Begin Listing

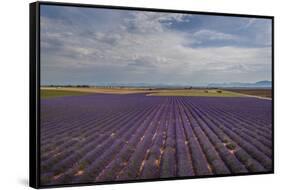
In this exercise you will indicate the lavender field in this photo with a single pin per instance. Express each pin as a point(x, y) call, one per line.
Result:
point(110, 137)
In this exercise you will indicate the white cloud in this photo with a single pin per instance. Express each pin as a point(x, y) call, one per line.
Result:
point(213, 35)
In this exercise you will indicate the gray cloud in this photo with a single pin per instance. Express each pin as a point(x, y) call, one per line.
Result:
point(142, 47)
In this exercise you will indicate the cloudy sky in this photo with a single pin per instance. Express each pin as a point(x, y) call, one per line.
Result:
point(93, 46)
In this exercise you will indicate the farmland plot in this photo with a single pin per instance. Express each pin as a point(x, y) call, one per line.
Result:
point(105, 137)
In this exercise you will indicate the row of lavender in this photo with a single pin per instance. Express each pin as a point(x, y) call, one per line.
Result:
point(128, 137)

End Listing

## Exercise aim
Give every line above again exactly, with no pictures.

## Response to the exercise
In this exercise you will indicate the lavender field in this photo with a single pin per instance. Express each pin as a point(x, y) call, one per line.
Result:
point(110, 137)
In this exercise you will indicate the white cloud in this photo with a single pin per instance. Express each pin as a point(x, y) call, one per line.
Result:
point(213, 35)
In this exercise you will indicate the gray cloud in this photo with a single pin per instance. Express each pin as a point(x, y) call, one per line.
Result:
point(142, 47)
In this exercise you will indicate the cloudy sky in this photo with a single pin per instance. Express each pin as a point(x, y) call, one per line.
Result:
point(93, 46)
In this exercise you will indicate the farmland plot in this photo with a single pin per instance. Express each pin as a point(x, y) call, one per line.
Result:
point(105, 137)
In this exercise you will indicate the row of lavender in this photo with a single pin per instance. Express each pin as a point(x, y) call, one per line.
Result:
point(128, 137)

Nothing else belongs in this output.